__WHAT THIS TASK INVOLVES__.
Report each line in the records below that contains the word "child", copying every such line in full.

__INFORMATION SUPPLIED__.
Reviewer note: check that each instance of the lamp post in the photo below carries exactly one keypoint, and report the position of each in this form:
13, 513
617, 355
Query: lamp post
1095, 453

---

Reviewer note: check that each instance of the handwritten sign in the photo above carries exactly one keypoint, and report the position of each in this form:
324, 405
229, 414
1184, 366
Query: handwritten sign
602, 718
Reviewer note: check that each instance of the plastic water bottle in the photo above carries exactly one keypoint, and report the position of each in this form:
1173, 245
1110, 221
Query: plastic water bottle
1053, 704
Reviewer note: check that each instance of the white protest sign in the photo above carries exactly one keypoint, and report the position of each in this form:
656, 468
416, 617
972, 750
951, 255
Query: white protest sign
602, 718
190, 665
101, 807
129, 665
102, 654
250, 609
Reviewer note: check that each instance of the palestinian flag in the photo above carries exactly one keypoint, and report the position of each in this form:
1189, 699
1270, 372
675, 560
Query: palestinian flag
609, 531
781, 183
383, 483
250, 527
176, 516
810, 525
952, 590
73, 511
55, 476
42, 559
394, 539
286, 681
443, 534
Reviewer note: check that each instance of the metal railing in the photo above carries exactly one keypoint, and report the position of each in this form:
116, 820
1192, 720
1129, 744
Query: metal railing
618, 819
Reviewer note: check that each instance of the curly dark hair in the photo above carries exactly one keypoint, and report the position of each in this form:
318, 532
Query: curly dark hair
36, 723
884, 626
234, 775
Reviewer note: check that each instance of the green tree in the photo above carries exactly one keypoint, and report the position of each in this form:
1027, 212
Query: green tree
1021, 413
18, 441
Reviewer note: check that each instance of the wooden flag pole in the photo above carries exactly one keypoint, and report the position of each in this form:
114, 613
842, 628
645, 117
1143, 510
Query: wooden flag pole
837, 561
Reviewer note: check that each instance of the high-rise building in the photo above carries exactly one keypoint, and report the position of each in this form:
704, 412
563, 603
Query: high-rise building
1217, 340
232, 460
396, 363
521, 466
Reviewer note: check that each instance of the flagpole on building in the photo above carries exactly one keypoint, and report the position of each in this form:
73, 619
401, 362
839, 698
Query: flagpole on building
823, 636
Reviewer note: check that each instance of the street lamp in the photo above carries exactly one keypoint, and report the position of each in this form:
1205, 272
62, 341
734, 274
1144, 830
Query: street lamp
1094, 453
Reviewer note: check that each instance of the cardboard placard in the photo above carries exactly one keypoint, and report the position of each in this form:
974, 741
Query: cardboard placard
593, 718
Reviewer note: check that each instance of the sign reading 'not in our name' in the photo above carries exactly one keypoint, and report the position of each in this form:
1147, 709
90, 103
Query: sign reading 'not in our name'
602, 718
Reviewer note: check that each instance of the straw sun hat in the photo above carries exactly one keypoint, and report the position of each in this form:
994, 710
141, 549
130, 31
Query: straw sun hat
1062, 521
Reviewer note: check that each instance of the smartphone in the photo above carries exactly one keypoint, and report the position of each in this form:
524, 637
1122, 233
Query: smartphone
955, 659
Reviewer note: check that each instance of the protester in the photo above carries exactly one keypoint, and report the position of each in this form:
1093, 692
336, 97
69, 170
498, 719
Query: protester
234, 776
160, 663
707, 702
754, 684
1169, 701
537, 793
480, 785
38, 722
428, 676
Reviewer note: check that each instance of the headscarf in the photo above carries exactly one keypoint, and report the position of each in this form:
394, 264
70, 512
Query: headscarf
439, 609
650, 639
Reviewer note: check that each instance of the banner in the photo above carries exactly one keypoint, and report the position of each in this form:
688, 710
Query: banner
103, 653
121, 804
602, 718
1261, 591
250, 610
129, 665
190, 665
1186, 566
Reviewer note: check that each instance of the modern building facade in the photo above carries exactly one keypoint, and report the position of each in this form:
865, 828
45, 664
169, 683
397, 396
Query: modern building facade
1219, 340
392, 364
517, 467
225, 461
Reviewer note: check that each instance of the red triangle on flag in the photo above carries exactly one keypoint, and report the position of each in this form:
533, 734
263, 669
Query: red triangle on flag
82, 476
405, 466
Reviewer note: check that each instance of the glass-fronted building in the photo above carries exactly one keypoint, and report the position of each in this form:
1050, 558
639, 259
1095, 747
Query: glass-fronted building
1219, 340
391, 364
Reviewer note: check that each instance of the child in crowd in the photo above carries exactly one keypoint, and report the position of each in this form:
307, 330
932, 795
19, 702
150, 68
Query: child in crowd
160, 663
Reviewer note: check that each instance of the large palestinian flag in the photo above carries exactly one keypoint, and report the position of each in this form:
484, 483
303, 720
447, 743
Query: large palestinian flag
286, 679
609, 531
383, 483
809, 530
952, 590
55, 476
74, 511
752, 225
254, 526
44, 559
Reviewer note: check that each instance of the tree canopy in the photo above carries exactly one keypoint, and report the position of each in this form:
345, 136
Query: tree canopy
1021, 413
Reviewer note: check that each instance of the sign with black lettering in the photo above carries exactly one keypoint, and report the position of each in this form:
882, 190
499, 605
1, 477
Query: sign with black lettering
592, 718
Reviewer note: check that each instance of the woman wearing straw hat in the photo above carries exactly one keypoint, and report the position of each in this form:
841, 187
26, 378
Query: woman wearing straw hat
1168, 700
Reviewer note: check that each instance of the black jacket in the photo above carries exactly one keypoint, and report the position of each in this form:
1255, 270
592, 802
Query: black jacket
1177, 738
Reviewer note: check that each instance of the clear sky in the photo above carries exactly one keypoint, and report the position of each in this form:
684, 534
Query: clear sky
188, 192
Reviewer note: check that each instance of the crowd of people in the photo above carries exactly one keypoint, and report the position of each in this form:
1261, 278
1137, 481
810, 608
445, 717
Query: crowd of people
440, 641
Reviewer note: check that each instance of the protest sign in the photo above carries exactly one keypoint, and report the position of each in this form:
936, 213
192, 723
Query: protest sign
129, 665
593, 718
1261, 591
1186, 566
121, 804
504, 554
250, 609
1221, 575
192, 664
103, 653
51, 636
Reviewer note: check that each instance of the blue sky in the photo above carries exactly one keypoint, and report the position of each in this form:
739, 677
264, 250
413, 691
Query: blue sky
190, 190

__RESPONSE TO THIS TASK__.
Reviewer note: check that each instance of the child in crowd in the photo above carries exactly one keypoint, and report the position of each in this form:
Query: child in crowd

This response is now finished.